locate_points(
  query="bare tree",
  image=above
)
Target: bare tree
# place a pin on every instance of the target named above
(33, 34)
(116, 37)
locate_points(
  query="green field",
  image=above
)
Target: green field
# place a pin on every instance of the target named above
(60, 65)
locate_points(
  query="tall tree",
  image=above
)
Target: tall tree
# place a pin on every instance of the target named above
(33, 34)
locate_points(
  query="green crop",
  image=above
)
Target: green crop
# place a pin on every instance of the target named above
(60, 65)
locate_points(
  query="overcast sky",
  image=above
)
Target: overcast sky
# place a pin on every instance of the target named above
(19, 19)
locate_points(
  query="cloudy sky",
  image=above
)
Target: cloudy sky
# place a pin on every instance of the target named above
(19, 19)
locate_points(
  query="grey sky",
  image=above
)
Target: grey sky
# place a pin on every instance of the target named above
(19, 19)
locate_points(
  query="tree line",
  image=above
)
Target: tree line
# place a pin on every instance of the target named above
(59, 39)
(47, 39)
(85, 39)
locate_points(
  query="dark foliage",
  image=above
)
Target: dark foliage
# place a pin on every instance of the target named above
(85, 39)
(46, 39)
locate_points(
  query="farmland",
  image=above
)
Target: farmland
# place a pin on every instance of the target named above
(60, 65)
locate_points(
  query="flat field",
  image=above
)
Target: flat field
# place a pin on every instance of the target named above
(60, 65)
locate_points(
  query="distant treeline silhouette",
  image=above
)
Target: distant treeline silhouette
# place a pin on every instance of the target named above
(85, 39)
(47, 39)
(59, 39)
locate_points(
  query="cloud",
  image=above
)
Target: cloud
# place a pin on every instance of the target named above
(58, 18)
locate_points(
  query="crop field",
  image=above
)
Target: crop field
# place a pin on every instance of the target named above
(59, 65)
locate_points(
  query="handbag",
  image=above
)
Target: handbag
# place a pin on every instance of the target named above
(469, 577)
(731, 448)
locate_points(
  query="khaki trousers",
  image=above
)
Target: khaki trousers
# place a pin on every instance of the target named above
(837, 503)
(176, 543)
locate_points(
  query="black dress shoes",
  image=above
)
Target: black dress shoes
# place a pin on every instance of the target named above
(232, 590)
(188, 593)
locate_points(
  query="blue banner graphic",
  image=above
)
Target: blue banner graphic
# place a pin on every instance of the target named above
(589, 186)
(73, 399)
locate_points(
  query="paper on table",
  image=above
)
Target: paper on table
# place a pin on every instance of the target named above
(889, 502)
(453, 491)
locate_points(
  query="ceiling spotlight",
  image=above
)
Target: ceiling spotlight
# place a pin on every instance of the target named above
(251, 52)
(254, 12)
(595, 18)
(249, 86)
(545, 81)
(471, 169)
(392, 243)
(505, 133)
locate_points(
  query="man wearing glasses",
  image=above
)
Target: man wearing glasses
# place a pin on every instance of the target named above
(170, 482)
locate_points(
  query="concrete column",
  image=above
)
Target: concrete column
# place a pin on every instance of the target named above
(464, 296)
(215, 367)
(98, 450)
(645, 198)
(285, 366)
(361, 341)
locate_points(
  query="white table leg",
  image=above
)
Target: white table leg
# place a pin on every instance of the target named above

**EXERCISE DIRECTIONS**
From the records above, pull out every line containing the string "glasses". Case counts.

**CORRECT ANSWER**
  query="man wearing glasses",
Target: man wearing glasses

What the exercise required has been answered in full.